• Selected text:
_ _ _ _ _
John Frankenheimer Facts
Though American director John Frankenheimer (born 1930) is best known for his challenging films of the early 1960s, he got his start directing live television dramas in the 1950s and revived his career in that medium in the 1990s.
Frankenheimer was born on February 19, 1930, in Melba, New York. His father was a German Jewish stockbroker, while his mother was Irish Catholic. Frankenheimer was raised in the Catholic faith and received his education at LaSalle Military Academy, a Catholic military school. After graduating from LaSalle in 1947, Frankenheimer entered Williams College. By this time, he had developed an interest in acting and studied drama. Frankenheimer earned his B.A. degree from Williams in 1951.
Became Involved in Production
When Frankenheimer completed his education at Williams, the Korean War was underway. He served in the U.S. Air Force between 1951 and 1953. It was during this time that Frankenheimer became interested in the production of film and television and lost his interest in acting. He became attached to the film squadron that was based in California where he learned about production. Frankenheimer loved working with cameras, often taking some home on the weekend to learn more about them. Deciding to become a filmmaker, Frankenheimer produced some documentary shorts.
_ _ _ _ _
• Required work:
A: Answer these questions using the John Frankenheimer text:
(i) In which medium did Frankenheimer revive his career in the 1990s?
(ii) In what year did he graduate from LaSalle Military Academy?
(iii) In which branch of the military did he serve, and during which years?
B: Copy everything in the John Frankenheimer text from "John Frankenheimer Facts" down to "Williams in 1951.", word for word.
_ _ _ _ _
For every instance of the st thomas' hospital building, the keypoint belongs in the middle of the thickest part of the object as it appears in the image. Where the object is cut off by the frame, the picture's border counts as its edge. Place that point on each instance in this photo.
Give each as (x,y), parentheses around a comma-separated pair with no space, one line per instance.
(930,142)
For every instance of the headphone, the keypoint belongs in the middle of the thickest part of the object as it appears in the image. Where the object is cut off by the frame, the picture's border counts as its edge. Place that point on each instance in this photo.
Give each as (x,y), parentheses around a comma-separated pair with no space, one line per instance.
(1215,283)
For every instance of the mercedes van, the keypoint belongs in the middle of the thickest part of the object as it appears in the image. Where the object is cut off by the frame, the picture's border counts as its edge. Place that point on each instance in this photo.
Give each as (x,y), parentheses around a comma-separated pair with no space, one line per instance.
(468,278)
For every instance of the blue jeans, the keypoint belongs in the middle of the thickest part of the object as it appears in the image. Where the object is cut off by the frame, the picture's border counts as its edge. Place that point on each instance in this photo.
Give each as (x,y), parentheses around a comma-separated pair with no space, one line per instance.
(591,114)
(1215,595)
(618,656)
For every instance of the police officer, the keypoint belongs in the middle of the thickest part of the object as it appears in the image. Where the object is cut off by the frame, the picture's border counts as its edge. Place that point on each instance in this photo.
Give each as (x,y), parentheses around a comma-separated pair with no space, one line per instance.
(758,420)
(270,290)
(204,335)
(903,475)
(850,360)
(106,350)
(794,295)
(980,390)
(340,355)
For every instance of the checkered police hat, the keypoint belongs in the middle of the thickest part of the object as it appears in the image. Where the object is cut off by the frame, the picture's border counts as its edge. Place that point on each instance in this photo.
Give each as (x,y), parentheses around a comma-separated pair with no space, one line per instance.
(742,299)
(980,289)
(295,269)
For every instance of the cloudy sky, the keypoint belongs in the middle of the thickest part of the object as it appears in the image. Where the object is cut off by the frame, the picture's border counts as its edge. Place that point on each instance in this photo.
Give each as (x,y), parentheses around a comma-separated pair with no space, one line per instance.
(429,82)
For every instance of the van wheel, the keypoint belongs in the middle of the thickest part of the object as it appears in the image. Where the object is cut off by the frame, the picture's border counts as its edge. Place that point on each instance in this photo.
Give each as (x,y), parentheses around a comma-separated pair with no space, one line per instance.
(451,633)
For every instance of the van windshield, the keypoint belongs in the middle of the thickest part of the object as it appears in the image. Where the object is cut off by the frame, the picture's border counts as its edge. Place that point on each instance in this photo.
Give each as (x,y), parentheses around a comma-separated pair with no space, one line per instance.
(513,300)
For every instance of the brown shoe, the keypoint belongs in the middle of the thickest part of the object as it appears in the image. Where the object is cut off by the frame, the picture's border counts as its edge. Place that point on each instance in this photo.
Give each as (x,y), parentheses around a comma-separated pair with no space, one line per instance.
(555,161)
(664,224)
_ _ _ _ _
• Task-by-task solutions:
A:
(i) Television.
(ii) 1947.
(iii) The U.S. Air Force, from 1951 to 1953.

B:
John Frankenheimer Facts
Though American director John Frankenheimer (born 1930) is best known for his challenging films of the early 1960s, he got his start directing live television dramas in the 1950s and revived his career in that medium in the 1990s.
Frankenheimer was born on February 19, 1930, in Melba, New York. His father was a German Jewish stockbroker, while his mother was Irish Catholic. Frankenheimer was raised in the Catholic faith and received his education at LaSalle Military Academy, a Catholic military school. After graduating from LaSalle in 1947, Frankenheimer entered Williams College. By this time, he had developed an interest in acting and studied drama. Frankenheimer earned his B.A. degree from Williams in 1951.